**Given entries**
------------------------------------------------
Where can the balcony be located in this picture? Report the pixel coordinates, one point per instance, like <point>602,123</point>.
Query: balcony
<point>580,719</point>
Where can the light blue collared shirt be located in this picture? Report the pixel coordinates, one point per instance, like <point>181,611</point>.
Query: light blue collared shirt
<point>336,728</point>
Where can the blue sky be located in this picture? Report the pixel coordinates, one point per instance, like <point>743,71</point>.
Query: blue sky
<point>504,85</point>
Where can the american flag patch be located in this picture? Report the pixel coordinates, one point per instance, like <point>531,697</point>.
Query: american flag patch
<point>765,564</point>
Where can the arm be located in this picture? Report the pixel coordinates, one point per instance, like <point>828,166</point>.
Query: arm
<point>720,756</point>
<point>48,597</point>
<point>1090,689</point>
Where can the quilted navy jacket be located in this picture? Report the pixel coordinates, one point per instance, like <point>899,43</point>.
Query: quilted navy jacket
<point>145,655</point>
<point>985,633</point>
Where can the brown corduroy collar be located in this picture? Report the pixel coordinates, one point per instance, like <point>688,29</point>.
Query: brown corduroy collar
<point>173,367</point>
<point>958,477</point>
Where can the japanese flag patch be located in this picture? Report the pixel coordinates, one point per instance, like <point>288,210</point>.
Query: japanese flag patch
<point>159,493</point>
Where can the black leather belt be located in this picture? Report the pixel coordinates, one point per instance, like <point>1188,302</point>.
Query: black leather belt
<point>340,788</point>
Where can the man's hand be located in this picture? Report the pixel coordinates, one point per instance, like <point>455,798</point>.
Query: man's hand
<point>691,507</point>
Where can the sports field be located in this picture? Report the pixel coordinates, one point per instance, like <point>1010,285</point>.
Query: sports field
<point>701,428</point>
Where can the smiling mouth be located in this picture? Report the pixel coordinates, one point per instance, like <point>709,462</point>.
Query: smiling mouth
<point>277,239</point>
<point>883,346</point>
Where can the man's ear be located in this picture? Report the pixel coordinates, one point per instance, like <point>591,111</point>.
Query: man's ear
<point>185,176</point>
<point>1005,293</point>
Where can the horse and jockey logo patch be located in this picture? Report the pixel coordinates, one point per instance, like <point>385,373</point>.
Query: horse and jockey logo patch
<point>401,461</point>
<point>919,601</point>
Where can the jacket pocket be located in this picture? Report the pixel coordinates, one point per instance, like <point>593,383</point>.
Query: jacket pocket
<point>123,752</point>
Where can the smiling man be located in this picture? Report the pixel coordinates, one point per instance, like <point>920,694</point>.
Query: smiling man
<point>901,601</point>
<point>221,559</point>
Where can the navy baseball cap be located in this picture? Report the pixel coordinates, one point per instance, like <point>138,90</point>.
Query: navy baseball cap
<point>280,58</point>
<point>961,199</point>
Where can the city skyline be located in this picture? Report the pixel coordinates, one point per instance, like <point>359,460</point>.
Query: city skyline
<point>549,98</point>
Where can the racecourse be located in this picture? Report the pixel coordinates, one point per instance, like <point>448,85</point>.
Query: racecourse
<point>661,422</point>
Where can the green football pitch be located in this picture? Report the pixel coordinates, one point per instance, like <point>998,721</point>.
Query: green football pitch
------------------------------------------------
**Exercise brief**
Write out, word for word, the lines above starting at the one that contains "Where can the man's hand" and ending at the one that contains "<point>691,507</point>".

**Problem solution**
Where can the man's hand be located in this picture? Report the pixel coordinates, one point per instance, like <point>455,798</point>.
Query: man's hand
<point>691,507</point>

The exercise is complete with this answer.